Extrait du document.
· · · · ·

J’avoue que la nouvelle m’a secoué, même si nous savions depuis plusieurs jours que l’issue n’était plus très loin. André Geerts part discrètement, en plein mois de juillet, à un moment où les vacances nous portent à l’insouciance.
Cela me touche beaucoup, car l’image d’André accompagne mon parcours professionnel. La première fois que je l’ai rencontré, c’était à un petit festival de science-fiction en Belgique au milieu des années 1970. Il faisait partie de l’équipe d’un petit fanzine où l’on retrouve Bosse, Darasse, Yslaire et Watch : Zazou. J’ai conservé la photo de cet instant. Ce grand garçon d’un an mon aîné était déjà extrêmement timide et avait cette façon quasi enfantine de se tortiller les cheveux en parlant.
La dernière fois que je l’ai rencontré, c’était à Roland Garros il y a deux ans. Il avait l’air en pleine forme et conservait cette douceur qui le caractérisait. Ce passionné de tennis était ravi de pouvoir évoluer dans l’arène mythique des héros de son enfance. Comme j’avais fait état de cet enthousiasme dans une brève d’ActuaBD, il était intervenu dans le forum : « Eh oui, j’étais aux anges, mon cher Didier ! Imagine toi, entrer dans le stade de Roland Garros pendant les internationaux de France, c’est comme si, à treize ans, j’avais pu entrer dans la rédaction de Spirou et rencontrer là, en chair et en os, des vrais dessinateurs de BD ! Et, eh bien, oui !... Ca aussi, j’ai eu la chance de le faire, il y a quarante ans ! Et ça me fait du bien, ce rendez-vous avec le talent, loin des problèmes, des procès Uderzo, des polémiques Hergé, des cocaïne et vieux tableaux de Roland Garros... Juste le talent, l’amour, le rêve, le ressenti, la qualité et la route qui y amène : l’enthousiasme ! »

· · · · ·

Consignes de travail.
(a) Relevez les noms que le texte sur André Geerts cite pour l'équipe du fanzine Zazou, en dehors d'André Geerts lui-même.
(b) Traduisez en anglais, s'il vous plaît, cette phrase du texte sur André Geerts : « Il avait l'air en pleine forme et conservait cette douceur qui le caractérisait ».

· · · · ·

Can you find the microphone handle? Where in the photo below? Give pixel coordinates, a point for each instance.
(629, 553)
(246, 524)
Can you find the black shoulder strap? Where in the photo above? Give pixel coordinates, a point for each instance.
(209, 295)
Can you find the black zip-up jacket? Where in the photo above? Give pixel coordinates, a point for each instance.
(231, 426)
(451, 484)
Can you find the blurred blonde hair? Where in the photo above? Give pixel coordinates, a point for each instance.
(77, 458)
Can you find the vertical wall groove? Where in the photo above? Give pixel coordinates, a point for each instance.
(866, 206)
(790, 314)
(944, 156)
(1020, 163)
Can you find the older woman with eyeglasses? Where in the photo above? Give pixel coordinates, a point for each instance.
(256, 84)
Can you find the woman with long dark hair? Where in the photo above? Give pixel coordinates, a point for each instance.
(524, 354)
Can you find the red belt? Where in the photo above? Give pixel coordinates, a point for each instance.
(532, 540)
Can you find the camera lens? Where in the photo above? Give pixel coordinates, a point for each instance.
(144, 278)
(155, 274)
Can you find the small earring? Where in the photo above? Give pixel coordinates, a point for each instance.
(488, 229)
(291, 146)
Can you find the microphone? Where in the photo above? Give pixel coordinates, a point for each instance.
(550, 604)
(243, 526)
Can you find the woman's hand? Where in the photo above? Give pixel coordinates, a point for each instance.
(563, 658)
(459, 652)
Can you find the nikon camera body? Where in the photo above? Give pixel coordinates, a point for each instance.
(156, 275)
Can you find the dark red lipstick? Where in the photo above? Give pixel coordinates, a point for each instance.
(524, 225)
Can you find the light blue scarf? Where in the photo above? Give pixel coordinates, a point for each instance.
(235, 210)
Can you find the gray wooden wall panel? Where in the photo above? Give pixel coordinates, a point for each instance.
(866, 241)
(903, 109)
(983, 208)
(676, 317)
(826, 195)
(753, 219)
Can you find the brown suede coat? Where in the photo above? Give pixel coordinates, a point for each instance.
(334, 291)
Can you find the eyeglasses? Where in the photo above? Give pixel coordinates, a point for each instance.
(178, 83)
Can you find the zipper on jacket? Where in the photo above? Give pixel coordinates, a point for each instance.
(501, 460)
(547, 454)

· · · · ·

Problèmes résolus.
(a) Bosse, Darasse, Yslaire, Watch

(b) He seemed to be in fine form and still had the gentleness that characterized him.